SHORT EXERCISE: Pick up the travel account of the swamp boat tour below and continue it from its last sentence.

SOURCE:
********************
We assume many people on this trip will, like us, have had to postpone their booking and will therefore have been planning and looking forward to this for many years. We had not met the couple who we were told lived in Surrey but it seemed particularly harsh to suffer such an injury on the first day.

Leaving for the tour, the coach drives over a levee: one of the many man-made flood defences necessary in this area which according to our Cajun guide are good for sliding and rolling down as well as preventing flooding which was previously an annual event. Initially the levee was eight foot tall but following serious flooding in the 1920s the defences were strengthened and it is now 47.5 feet high. 

Having spent the night travelling up the Mississippi River, the coach took us by road back almost as far as New Orleans where we boarded a boat to travel into the swamp.

The first wildlife we spotted was our first and only turtle.

Our guide/captain for the day was Brandon who pointed out various sights including a gaze of raccoons.

The alligators have learnt that there are benefits to following the tourist boats.

Brandon took his shoes off, folded down a platform on the side of the boat and fed the alligators marshmallows from a spike on a stick so that tourists like us could get good photographs.

Matilda worried about the alligators’ dental health.

Brandon was very charming and good-looking so she also worried about his fingers and toes.
********************
RECORDS PROVIDED:

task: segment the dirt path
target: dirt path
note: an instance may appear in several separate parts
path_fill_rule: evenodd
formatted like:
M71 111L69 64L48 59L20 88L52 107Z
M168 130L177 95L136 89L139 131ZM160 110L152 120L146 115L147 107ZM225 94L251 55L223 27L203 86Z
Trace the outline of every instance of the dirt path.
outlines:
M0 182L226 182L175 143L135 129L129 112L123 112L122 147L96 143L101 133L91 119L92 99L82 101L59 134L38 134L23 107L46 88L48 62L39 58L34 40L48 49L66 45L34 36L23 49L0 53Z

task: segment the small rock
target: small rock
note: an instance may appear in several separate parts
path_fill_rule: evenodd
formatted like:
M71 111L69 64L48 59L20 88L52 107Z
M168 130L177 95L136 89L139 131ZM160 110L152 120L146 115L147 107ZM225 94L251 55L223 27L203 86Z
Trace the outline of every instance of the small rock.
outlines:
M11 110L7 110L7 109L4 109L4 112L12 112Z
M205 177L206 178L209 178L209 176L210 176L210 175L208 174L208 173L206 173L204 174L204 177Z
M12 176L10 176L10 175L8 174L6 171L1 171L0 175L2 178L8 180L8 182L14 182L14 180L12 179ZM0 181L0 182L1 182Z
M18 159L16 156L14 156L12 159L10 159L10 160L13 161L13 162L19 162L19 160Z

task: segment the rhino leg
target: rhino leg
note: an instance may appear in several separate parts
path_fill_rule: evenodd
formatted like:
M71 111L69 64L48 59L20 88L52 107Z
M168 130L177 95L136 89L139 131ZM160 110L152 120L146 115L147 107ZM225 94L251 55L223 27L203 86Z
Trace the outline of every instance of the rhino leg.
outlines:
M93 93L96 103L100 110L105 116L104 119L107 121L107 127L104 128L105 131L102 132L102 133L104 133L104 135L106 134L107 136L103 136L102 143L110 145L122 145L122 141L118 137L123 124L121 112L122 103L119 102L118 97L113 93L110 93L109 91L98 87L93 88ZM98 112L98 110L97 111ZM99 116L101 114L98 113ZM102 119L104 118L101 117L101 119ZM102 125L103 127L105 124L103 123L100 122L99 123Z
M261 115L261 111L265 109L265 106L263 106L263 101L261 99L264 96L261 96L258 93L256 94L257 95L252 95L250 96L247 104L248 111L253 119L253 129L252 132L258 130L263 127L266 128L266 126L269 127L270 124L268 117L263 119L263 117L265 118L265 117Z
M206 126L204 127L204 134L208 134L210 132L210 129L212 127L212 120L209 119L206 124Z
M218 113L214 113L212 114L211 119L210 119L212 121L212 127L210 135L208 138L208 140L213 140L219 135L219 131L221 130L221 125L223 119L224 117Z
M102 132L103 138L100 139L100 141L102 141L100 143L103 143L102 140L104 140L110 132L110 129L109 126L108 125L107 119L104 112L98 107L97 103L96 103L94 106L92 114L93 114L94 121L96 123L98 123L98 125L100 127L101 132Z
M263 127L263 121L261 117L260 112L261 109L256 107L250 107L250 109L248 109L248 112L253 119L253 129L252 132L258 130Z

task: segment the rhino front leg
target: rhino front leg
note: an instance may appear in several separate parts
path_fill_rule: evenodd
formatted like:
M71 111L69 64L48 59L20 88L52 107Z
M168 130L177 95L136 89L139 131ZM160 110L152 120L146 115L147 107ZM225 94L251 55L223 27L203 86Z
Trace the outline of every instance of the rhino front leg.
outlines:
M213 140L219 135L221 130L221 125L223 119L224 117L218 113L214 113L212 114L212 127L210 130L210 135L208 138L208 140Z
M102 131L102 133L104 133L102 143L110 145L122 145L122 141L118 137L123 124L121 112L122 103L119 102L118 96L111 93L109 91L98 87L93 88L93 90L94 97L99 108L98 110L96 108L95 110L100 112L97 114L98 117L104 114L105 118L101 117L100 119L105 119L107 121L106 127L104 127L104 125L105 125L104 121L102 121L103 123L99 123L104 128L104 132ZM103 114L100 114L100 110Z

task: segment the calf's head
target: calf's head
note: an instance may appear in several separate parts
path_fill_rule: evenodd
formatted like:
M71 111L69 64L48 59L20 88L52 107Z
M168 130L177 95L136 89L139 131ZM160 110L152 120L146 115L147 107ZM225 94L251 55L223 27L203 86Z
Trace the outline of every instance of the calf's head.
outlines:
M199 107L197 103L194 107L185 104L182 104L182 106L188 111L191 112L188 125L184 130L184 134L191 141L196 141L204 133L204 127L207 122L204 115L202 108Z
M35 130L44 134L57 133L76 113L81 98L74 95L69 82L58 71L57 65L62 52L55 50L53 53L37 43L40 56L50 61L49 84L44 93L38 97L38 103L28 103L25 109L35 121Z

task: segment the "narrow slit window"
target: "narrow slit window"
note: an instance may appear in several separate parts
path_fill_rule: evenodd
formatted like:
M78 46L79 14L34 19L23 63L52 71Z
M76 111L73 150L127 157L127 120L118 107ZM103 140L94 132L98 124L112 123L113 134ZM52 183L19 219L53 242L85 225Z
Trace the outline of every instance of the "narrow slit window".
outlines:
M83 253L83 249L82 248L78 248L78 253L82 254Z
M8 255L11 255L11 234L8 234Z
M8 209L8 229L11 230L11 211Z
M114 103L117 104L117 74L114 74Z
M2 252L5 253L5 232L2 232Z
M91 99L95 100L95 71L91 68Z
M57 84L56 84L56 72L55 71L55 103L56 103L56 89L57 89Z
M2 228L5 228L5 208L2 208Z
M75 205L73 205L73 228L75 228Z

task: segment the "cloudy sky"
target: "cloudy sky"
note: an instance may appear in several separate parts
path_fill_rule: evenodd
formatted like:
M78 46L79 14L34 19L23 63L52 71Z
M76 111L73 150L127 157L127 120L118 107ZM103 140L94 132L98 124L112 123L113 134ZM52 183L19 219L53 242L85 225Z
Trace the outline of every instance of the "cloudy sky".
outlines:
********************
EXERCISE OUTPUT:
Temperature is critical in alligator reproduction: males are hatched from eggs which are incubated at 90 degrees and above so essentially this means those at the top of the clutch. Eggs which are kept at 85 degrees and below will develop as females, which in practical terms means that the eggs at the bottom of a clutch as these are closer to the water and therefore cooler. Global warming means that currently more males will hatch in the wild than females. Brandon explained that alligator farms can control the temperature of the eggs precisely and therefore manage the number of males and females which are born. The survival rate is also much higher for farmed alligators than for those hatched in the wild and a percentage of those bred are returned to the wild. He rather glossed over the fate of those not fortunate enough to be set free in the swamps.

Once Brandon had finished destroying alligator teeth with an overload of sugar, with a flourish worthy of a magician pulling a rabbit from a hat, he suddenly produced Jimmie the baby alligator, from a cool box. Jimmie had been rescued after a road traffic accident and was being nursed back to health to be released back into the wild.

Jimmie was then muzzled so that he could be handled by those of the passengers who wanted to make his acquaintance. Robert was reluctant to, but Matilda, whose brother Nick had a snake when they were children, was up for it.

However, Jimmie may not have been very impressed by all this as his instant reaction was to relieve himself over Brandon, just as Brandon was finishing advising people to hold the alligator facing away from the water and themselves and not to squeeze him too hard. Matilda was careful to follow these instructions carefully.

After the coach journey back to the American Queen we could enjoy the sunset before our evening meal.

This evening we decided to eat in the main restaurant – we had a permanent reservation for the 20:00 sitting on table 21.00.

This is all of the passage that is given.